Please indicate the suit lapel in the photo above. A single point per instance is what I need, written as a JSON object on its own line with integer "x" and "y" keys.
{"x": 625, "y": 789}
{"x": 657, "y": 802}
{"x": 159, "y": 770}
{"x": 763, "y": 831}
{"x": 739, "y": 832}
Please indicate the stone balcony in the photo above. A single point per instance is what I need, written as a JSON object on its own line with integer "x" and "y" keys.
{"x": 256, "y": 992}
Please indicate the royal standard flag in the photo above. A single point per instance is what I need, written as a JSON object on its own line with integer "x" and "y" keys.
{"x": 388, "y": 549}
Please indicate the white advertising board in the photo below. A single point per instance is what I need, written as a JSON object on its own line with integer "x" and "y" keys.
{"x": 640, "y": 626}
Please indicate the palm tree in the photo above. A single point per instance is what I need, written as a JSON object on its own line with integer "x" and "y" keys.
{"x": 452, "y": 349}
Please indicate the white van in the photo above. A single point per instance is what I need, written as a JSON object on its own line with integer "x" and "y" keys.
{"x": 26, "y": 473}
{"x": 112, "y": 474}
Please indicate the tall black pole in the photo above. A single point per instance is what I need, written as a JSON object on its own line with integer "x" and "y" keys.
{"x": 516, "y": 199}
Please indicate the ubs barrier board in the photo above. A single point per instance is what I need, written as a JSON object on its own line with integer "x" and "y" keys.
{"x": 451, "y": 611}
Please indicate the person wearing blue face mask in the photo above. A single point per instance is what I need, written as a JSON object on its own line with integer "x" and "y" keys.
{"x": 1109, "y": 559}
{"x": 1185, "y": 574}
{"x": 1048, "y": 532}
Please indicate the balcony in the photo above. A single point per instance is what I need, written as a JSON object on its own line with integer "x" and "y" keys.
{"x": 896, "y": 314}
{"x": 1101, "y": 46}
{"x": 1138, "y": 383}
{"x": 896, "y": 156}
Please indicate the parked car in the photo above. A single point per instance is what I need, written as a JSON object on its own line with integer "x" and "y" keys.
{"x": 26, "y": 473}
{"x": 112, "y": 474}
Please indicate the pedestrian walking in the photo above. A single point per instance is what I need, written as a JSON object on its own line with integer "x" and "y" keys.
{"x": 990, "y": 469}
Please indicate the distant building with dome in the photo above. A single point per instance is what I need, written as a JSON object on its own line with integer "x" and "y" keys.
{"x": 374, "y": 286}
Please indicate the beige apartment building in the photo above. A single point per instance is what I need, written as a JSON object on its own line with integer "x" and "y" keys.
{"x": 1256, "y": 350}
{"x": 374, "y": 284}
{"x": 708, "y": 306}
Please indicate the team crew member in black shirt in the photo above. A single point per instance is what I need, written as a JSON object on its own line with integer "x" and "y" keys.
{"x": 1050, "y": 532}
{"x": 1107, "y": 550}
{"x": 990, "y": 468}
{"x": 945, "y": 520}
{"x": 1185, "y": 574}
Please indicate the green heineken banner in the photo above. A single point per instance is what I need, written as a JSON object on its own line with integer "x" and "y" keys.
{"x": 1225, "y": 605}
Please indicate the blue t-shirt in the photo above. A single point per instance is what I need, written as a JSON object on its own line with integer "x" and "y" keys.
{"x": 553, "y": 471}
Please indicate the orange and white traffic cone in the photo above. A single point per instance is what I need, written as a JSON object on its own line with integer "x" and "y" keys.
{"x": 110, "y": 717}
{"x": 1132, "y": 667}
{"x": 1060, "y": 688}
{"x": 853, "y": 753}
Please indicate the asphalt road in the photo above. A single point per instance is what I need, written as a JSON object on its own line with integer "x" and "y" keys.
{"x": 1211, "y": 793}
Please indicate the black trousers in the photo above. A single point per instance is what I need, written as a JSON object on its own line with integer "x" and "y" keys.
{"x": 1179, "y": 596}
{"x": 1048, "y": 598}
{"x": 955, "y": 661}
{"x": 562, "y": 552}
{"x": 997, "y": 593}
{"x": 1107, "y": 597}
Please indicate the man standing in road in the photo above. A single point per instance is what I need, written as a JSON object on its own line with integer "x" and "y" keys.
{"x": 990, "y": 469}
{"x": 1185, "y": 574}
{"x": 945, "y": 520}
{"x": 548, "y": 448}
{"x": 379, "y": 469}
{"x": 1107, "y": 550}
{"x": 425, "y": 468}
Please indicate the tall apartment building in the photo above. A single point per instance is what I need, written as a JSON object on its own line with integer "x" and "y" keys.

------------------------------------------------

* _YOUR GOAL_:
Write out the data again, exactly and in full.

* _OUTPUT BELOW_:
Please indicate the suit lapel in the photo above. A single point per instance is what I need, written as a JSON object on its own line with integer "x" and "y" keys.
{"x": 625, "y": 789}
{"x": 657, "y": 802}
{"x": 159, "y": 770}
{"x": 763, "y": 831}
{"x": 739, "y": 832}
Please indicate the stone balcony in the photo above. A single point per instance is what I need, written as a JSON object on its own line with integer "x" and "y" keys.
{"x": 256, "y": 992}
Please indicate the royal standard flag in the photo above. A single point per instance is what I need, written as a JSON object on its own line with integer "x" and "y" keys.
{"x": 388, "y": 549}
Please indicate the white advertising board in the photo below. A single point per instance is what I need, written as a JSON object on its own line with integer "x" and "y" keys.
{"x": 640, "y": 626}
Please indicate the palm tree in the photo above. A single point per instance is what I need, written as a JSON object on its own line with integer "x" and "y" keys.
{"x": 452, "y": 349}
Please indicate the white van in the photo above. A single point per instance is what I need, written as a JSON object on its own line with integer "x" and "y" keys.
{"x": 26, "y": 473}
{"x": 112, "y": 474}
Please indicate the tall black pole in the photo above. A single point per instance is what I need, written as a JSON object on its own line with integer "x" and "y" keys.
{"x": 516, "y": 199}
Please indicate the ubs barrier board in the photo above. A single point per instance is what I need, written as a JSON object on its own line with integer "x" and "y" keys.
{"x": 451, "y": 611}
Please indicate the person wearing blue face mask in the photo above. A single point per instance is what I need, written as a JSON object on its own line with integer "x" and "y" keys.
{"x": 1109, "y": 559}
{"x": 1185, "y": 574}
{"x": 1048, "y": 532}
Please indicate the balcony in the photo above. A single point per instance is what I need, written as a JSON object on its own line with integer "x" and "y" keys.
{"x": 896, "y": 314}
{"x": 1101, "y": 46}
{"x": 1138, "y": 383}
{"x": 896, "y": 156}
Please indicate the parked car in the photo above. A single point per instance is what I need, written as a JSON object on its own line with integer "x" and "y" keys.
{"x": 26, "y": 473}
{"x": 112, "y": 474}
Please indicate the pedestrian walking in the photo above. A single point per instance is what I need, written as a JSON object on its own line with integer "x" and "y" keys.
{"x": 990, "y": 469}
Please indicate the distant building with dome in the photo above. A single point per instance is what I need, written as a JSON object on its own line with integer "x" and "y" keys.
{"x": 374, "y": 286}
Please indicate the beige apartment building in the photo above. A single point per instance is what I need, written as a JSON object on its own line with integer "x" and "y" keys.
{"x": 1256, "y": 350}
{"x": 374, "y": 284}
{"x": 708, "y": 306}
Please indicate the team crew member in black shirt in the photo above. A single point per instance is what I need, written as a JSON object on its own line with integer "x" and "y" keys.
{"x": 1050, "y": 532}
{"x": 1107, "y": 550}
{"x": 990, "y": 468}
{"x": 945, "y": 520}
{"x": 1185, "y": 574}
Please indicate the green heineken banner in the photo above. A single point per instance is what I need, written as a JSON object on its own line with integer "x" and "y" keys.
{"x": 1225, "y": 605}
Please indicate the blue t-shirt in the photo above. A single point per instance is what I need, written as a JSON object on its own line with integer "x" and "y" keys.
{"x": 553, "y": 471}
Please indicate the orange and white traffic cone in the photo above. A single point per instance is what I need, written as a JSON object on its own line with integer "x" and "y" keys.
{"x": 110, "y": 717}
{"x": 1132, "y": 667}
{"x": 1060, "y": 688}
{"x": 853, "y": 753}
Please indicate the asphalt road in the photo above. A single point per instance is what I need, written as a JSON object on its own line with integer "x" and "y" keys.
{"x": 1211, "y": 793}
Please indicate the black trousers in the photo above. A single point per instance is what I need, written as a JSON object on its own line with integer "x" and "y" keys.
{"x": 1179, "y": 596}
{"x": 1048, "y": 598}
{"x": 955, "y": 661}
{"x": 562, "y": 552}
{"x": 997, "y": 593}
{"x": 1107, "y": 597}
Please indicate the man standing in road in the photo above. A single point per instance is what I need, written as a JSON object on its own line with integer "x" and "y" keys.
{"x": 990, "y": 469}
{"x": 1185, "y": 574}
{"x": 945, "y": 520}
{"x": 548, "y": 448}
{"x": 379, "y": 469}
{"x": 1107, "y": 550}
{"x": 425, "y": 468}
Please indicate the tall apartment building in the photo above. A single point per instance is what I need, written as a JSON object on its own line with integer "x" and "y" keys.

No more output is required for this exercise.